:: Instruction ::
In the Charlton Athletic versus Blackpool match report, in which minute did Chuks Aneke come on as a substitute?

:: Page extract ::
__________

EFL League One
The Valley, Charlton
Admission: Season Ticket
Programme: £3.50
Attendance: 13,120 (933 away)
Following my morning game at Rochester United, I then swiftly made my way along the Thames Estuary by train, arriving at Charlton about 20 minutes before kick off.
Following a comprehensive - in the end - midweek victory at home against Exeter City, the Addicks extended their unbeaten run under new Charlton boss Michael Appleton to four games, but still found themselves in a relatively lowly 14th place, following four wins and two draws from their opening ten league games. They were one position and one point behind Blackpool, who had won four and drawn three of their ten league games.
A report of this match can be viewed by clicking here, also copied and pasted below.
Video highlights can be viewed by clicking here
Kevin Nolan’s Valley View: Charlton Athletic 2-2 Blackpool
A rousing finale saw the Addicks claim a point against Blackpool after going 2-0 down. KEVIN NOLAN was at The Valley.
With only nine minutes remaining, Charlton’s sequence of five unbeaten league games was under serious threat of being snapped by a streetwise Blackpool, whose solid but unremarkable record sent them to The Valley in 13th position, a single point behind their hosts. The Addicks were two down and growing more desperate as time became their most dangerous enemy.
Accustomed to falling behind, Charlton have almost made a virtue of adversity. But when Chuks Aneke was brought on as a substitute in the 64th minute, they called on a force of nature who has the ability, when goaded, to turn games of football on their heads. He’s performed the trick on numerous occasions and was in no mood to be denied by a bunch of progressively-shopworn Tangerines.
Shaking off the close attentions of defender Matthew Pennington, Aneke’s physical strength was followed by a velvety touch which set up a close-range chance for Alfie May, who held off a bruising last-ditch challenge and volleyed crisply past Daniel Grimshaw.
Charlton were back in the hunt for at least a point and just two minutes later, their hunger for equality was satisfied by what had seemed an unlikely equaliser.
It hadn’t been a particularly rewarding afternoon for left-sided attacker Corey Blackett-Taylor. The Seasiders had clearly done their homework on Charlton’s jet-heeled speedster but they switched off fatally as he picked up an innocuous pass, moved inside and curled a superb right-footed drive beyond Grimshaw’s reach and neatly inside the right post.

__________

:: Extracted data ::
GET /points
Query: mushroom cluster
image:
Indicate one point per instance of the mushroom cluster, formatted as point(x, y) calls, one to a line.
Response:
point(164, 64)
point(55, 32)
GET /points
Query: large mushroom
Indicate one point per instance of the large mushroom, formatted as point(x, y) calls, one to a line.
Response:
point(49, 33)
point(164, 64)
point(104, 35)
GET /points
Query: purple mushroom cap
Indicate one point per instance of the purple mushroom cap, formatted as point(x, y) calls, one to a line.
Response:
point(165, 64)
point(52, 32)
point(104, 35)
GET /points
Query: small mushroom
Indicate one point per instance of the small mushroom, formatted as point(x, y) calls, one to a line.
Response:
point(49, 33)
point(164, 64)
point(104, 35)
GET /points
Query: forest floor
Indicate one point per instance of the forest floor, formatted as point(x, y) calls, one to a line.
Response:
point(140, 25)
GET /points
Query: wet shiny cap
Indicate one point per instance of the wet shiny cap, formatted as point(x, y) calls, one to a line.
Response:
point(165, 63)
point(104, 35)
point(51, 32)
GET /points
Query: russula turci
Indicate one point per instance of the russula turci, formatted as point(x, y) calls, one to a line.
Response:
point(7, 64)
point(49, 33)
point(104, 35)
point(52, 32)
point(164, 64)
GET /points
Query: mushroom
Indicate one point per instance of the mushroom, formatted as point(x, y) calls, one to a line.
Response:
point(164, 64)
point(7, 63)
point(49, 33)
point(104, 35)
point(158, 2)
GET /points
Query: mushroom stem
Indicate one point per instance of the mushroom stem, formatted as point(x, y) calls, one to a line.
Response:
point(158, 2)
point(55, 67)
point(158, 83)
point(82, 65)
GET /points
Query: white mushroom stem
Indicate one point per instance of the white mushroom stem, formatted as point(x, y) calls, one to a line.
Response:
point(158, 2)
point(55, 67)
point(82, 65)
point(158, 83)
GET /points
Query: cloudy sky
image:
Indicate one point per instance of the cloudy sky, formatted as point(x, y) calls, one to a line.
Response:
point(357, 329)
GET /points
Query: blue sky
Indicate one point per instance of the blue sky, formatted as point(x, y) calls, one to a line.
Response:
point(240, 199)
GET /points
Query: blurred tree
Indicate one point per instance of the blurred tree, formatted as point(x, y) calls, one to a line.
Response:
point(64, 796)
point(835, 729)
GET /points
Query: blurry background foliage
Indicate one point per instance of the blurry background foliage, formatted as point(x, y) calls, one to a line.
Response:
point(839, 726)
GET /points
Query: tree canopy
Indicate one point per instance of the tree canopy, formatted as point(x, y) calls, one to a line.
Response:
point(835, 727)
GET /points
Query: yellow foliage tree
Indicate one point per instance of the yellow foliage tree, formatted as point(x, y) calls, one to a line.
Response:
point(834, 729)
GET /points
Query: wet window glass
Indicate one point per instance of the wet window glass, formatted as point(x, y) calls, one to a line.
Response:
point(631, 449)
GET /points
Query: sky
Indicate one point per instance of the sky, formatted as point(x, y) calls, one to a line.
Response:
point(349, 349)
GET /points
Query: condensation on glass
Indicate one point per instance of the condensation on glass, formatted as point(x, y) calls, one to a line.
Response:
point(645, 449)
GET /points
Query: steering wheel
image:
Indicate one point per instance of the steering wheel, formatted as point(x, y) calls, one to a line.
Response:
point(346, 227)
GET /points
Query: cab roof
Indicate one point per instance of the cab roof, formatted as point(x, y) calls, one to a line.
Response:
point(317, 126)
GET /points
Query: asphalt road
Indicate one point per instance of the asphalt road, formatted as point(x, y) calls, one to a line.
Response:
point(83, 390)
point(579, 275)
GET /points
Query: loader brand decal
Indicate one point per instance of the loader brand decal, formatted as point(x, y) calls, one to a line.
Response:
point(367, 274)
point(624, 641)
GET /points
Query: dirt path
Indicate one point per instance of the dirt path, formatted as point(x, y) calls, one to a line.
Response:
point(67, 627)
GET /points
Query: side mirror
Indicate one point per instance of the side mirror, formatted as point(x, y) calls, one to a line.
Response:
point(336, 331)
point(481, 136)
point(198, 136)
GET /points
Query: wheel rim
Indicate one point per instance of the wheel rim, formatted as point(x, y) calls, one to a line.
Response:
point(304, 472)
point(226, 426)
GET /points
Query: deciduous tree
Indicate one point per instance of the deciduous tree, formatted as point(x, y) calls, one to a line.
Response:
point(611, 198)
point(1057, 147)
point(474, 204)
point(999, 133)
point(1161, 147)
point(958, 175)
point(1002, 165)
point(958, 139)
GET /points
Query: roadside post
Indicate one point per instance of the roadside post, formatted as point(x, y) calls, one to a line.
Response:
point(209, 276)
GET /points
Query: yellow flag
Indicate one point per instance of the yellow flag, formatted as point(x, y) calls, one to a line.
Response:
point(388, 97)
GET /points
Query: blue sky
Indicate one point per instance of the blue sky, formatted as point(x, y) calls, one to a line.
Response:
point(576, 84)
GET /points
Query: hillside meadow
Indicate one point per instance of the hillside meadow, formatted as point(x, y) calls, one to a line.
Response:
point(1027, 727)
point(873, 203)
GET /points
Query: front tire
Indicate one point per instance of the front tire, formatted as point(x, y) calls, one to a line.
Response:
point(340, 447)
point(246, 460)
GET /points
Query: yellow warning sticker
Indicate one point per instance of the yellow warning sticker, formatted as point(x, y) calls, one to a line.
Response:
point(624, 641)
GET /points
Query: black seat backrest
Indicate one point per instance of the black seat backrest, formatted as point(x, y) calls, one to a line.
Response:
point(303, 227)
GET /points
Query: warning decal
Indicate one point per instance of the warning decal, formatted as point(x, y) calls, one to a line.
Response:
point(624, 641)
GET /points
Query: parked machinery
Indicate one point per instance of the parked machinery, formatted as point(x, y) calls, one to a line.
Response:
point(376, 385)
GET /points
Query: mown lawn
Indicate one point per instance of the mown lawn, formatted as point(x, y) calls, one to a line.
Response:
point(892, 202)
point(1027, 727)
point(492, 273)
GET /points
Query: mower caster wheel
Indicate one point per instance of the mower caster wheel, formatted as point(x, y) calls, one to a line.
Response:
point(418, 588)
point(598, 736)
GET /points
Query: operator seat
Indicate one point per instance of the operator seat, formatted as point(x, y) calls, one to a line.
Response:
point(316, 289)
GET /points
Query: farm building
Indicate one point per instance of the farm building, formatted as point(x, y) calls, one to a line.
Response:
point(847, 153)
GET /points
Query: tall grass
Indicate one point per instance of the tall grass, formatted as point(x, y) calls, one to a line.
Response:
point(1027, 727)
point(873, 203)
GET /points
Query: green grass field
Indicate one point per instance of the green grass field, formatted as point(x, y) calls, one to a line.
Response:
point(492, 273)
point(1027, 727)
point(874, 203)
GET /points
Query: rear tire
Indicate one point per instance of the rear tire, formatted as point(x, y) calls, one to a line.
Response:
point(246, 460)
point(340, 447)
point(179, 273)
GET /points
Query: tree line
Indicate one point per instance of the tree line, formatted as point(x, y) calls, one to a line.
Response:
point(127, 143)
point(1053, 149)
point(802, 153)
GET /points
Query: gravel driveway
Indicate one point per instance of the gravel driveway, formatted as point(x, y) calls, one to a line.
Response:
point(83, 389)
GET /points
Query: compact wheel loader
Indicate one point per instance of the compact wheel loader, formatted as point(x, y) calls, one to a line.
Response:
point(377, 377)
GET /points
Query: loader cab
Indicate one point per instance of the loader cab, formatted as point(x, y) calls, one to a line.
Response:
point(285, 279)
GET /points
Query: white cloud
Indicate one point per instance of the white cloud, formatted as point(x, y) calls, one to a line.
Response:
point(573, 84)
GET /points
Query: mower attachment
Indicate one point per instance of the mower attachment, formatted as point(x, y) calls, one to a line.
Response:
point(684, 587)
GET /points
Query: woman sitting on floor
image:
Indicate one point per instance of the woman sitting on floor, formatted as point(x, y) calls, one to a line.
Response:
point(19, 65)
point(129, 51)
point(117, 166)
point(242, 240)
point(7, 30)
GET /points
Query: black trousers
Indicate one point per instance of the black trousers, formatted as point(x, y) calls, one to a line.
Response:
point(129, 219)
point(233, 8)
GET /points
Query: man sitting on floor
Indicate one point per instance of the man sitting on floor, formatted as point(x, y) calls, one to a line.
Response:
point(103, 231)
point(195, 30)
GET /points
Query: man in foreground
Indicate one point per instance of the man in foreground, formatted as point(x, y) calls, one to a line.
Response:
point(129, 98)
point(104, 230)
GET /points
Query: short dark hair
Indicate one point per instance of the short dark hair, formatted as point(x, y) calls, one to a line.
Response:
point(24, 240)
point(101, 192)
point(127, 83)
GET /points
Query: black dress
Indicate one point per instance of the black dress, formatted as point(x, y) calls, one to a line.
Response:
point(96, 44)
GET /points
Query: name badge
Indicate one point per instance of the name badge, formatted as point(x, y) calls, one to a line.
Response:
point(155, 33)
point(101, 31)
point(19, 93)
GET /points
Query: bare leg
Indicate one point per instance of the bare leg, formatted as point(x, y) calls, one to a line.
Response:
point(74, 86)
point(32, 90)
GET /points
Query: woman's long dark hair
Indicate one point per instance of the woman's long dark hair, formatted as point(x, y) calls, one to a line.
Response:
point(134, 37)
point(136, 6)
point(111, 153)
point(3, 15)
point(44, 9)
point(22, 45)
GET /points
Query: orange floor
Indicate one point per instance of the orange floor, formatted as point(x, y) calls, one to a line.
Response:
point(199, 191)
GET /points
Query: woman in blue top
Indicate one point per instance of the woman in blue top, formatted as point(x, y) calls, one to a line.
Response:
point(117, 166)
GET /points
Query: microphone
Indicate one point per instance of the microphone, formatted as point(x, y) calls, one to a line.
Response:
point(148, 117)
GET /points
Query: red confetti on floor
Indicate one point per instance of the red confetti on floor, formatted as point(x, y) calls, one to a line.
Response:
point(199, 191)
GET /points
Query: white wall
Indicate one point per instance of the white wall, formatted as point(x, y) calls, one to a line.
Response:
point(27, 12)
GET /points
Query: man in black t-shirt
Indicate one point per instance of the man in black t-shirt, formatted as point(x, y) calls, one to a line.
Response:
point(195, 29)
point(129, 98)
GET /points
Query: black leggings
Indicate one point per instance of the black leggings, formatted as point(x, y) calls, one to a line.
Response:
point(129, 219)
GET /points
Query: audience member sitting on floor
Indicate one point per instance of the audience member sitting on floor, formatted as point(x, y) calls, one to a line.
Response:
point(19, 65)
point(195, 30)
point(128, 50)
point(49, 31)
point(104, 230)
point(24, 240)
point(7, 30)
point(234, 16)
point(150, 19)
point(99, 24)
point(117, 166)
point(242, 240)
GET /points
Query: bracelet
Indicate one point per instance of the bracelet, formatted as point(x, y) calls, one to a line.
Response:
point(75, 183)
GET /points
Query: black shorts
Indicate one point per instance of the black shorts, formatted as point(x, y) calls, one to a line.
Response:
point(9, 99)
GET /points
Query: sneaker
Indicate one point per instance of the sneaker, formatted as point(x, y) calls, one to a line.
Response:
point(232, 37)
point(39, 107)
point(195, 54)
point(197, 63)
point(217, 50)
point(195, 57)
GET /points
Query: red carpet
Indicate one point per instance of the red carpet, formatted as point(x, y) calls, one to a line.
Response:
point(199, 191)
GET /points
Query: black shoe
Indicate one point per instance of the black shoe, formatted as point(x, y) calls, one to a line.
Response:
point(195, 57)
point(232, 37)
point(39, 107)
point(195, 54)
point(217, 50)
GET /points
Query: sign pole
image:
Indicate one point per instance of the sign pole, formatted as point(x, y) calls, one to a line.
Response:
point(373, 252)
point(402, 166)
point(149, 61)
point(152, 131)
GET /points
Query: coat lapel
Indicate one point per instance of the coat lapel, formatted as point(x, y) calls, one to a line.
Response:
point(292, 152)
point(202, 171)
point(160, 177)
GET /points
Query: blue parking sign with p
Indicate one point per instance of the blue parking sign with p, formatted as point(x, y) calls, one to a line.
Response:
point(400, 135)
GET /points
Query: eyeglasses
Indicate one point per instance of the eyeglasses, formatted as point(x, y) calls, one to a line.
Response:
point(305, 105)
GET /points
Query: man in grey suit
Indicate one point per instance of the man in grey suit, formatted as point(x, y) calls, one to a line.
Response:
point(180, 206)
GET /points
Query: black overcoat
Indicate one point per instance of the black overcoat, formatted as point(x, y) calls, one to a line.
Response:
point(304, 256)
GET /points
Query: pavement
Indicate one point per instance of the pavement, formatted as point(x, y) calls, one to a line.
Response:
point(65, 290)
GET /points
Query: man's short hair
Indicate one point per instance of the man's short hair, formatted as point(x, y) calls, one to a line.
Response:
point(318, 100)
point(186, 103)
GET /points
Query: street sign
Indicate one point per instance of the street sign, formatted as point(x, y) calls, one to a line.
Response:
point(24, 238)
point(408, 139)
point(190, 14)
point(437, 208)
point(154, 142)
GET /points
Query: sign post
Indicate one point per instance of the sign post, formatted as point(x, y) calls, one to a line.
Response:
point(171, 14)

__________

:: Task result ::
The 64th minute.